[for-next-3.11][PATCH 8/8] ftrace: Clear module traced functions on unload module

From: Steven Rostedt
Date: Tue Jul 30 2013 - 07:32:13 EST


From: "Steven Rostedt (Red Hat)" <rostedt@xxxxxxxxxxx>

There's been a nasty bug that would show up and not give much info.
The bug displayed the following warning:

WARNING: at kernel/trace/ftrace.c:1529 __ftrace_hash_rec_update+0x1e3/0x230()
Pid: 20903, comm: bash Tainted: G O 3.6.11+ #38405.trunk
Call Trace:
[<ffffffff8103e5ff>] warn_slowpath_common+0x7f/0xc0
[<ffffffff8103e65a>] warn_slowpath_null+0x1a/0x20
[<ffffffff810c2ee3>] __ftrace_hash_rec_update+0x1e3/0x230
[<ffffffff810c4f28>] ftrace_hash_move+0x28/0x1d0
[<ffffffff811401cc>] ? kfree+0x2c/0x110
[<ffffffff810c68ee>] ftrace_regex_release+0x8e/0x150
[<ffffffff81149f1e>] __fput+0xae/0x220
[<ffffffff8114a09e>] ____fput+0xe/0x10
[<ffffffff8105fa22>] task_work_run+0x72/0x90
[<ffffffff810028ec>] do_notify_resume+0x6c/0xc0
[<ffffffff8126596e>] ? trace_hardirqs_on_thunk+0x3a/0x3c
[<ffffffff815c0f88>] int_signal+0x12/0x17
---[ end trace 793179526ee09b2c ]---

It was finally narrowed down to unloading a module that was being traced.

It was actually more than that. When functions are being traced, there's
a table of all functions that have a ref count of the number of active
tracers attached to that function. When a function trace callback is
registered to a function, the function's record ref count is incremented.
When it is unregistered, the function's record ref count is decremented.
If an inconsistency is detected (ref count goes below zero) the above
warning is shown and the function tracing is permanently disabled until
reboot.

When a module is unloaded, it frees the function records that represent
the module functions. These records exist on their own pages, that is
function records for one module will not exist on the same page as
function records for other modules or even the core kernel.

········

#### Written problem 1:
According to the ftrace patch message, what was the bug finally narrowed down to?
#### Written problem 2:
Quote the ftrace patch message between "[for-next-3.11][PATCH 8/8] ftrace: Clear" and "give much info.", inclusive.
#### Written problem 3:
Write the next part of the ftrace patch message, starting after its last sentence.

#### Annotation dataset entries:
········

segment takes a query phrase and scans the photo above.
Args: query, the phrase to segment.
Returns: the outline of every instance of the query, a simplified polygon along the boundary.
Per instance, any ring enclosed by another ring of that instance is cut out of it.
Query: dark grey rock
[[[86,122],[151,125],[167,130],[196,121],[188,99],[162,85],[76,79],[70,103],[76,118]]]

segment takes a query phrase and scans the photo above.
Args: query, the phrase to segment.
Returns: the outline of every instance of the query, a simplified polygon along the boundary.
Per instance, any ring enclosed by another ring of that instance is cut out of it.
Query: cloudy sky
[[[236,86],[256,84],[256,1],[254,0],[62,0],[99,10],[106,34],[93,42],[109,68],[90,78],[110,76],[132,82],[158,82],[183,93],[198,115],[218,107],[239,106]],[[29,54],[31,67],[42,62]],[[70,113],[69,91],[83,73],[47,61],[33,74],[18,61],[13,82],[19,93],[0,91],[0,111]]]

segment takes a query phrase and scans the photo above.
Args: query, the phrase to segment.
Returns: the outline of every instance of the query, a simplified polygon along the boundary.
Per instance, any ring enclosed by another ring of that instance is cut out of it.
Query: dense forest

········

#### Answer 1:
Unloading a module that was being traced.

#### Answer 2:
[for-next-3.11][PATCH 8/8] ftrace: Clear module traced functions on unload module

From: Steven Rostedt
Date: Tue Jul 30 2013 - 07:32:13 EST


From: "Steven Rostedt (Red Hat)" <rostedt@xxxxxxxxxxx>

There's been a nasty bug that would show up and not give much info.

#### Answer 3:
Now, when a callback is registered to a function, it holds a "hash" of
function addresses that it traces. When it unregisters, the hash is
examined and any record that exists in the hash will decrement the
functions record's ref count. Hashes that point to a module function
that was freed are simply ignored.

But what happens if the trace is still going on and you reload the same
module. If the module is allocated in the same location, the hashes
of the registered functions will still be mapped to the module functions
(if it was tracing the module function). The problem is that the module
would allocate new function record tables with their ref counts as zero.
When a callback is unregistered, if the hash matches the function record
of a reloaded module, it will dec the ref count, but as it was zero it
would trigger the above warning and disable function tracing.

With the help of Steve and Joern, we found a reproducer:

Using uinput module and uinput_release function.

modprobe uinput
echo uinput_release > /sys/kernel/debug/tracing/set_ftrace_filter
rmmod uinput
modprobe uinput
// check /proc/modules to see if loaded in same addr, otherwise try again
echo > /sys/kernel/debug/tracing/set_ftrace_filter

[BOOM]

The solution here is on module unload, look at all the registered funtion
callbacks and remove any hash entry that points to any function in the
module that is about to be removed.

Link: http://lkml.kernel.org/r/CADHUQJ58icP+d3QTXheiCnZwu6hrAqG2heMhhcuQvghXavHRFw@xxxxxxxxxxxxxx

Reported-by: Jörn Engel <joern@xxxxxxxxx>
Reported-by: Dave Jones <davej@xxxxxxxxxx>
Reported-by: Steve Hodgson <steve@xxxxxxxxxxxxxxx>
Tested-by: Steve Hodgson <steve@xxxxxxxxxxxxxxx>
Signed-off-by: Steven Rostedt <rostedt@xxxxxxxxxxx>
---
kernel/trace/ftrace.c | 60 +++++++++++++++++++++++++++++++++++++++++++++++++
1 file changed, 60 insertions(+)

diff --git a/kernel/trace/ftrace.c b/kernel/trace/ftrace.c
index 92d3334..6de8cbd 100644
--- a/kernel/trace/ftrace.c
+++ b/kernel/trace/ftrace.c
@@ -4061,6 +4061,63 @@ static int ftrace_process_locs(struct module *mod,

#ifdef CONFIG_MODULES

+/*
+ * If the filter is cleared, then all functions may end up being
+ * traced. We need to pass that information down to update the
+ * records.
+ */
+static bool remove_rec_entry(struct ftrace_hash *hash, struct dyn_ftrace *rec)
+{
+ struct ftrace_func_entry *entry;
+
+ entry = ftrace_lookup_ip(hash, rec->ip);
+ if (!entry)
+ return false;
+
+ free_hash_entry(hash, entry);
+
+ /* If we cleared the hash, then we now trace all functions */
+ return ftrace_hash_empty(hash);
+}
+
+static void clear_recs(struct ftrace_ops *ops, struct ftrace_page *pg)
+{
+ struct dyn_ftrace *rec;
+ bool update = false;
+ int i;
+
+ for (i = 0; i < pg->index; i++) {
+ rec = &pg->records[i];
+
+ /* If the filter hash gets cleared, we trace all functions */
+ if (remove_rec_entry(ops->filter_hash, rec))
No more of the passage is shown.